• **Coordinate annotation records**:
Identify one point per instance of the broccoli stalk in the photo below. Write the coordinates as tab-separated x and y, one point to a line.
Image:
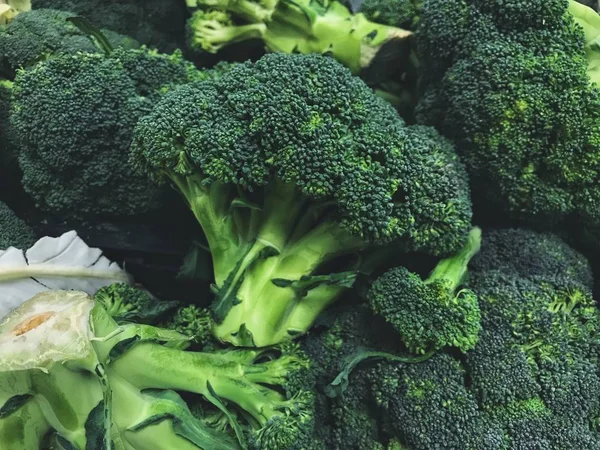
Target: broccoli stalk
100	385
263	259
433	313
292	27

• **WORK TO BE COMPLETED**:
Print every line of the listing above verbatim, but leave out the pictures.

• **RESPONSE TO THIS EXERCISE**:
Identify one point per instance of the broccoli stalk in the photo below. Write the coordinates as tab-separated x and y, one point to a line.
Image:
Target: broccoli stalk
100	385
263	259
433	313
292	27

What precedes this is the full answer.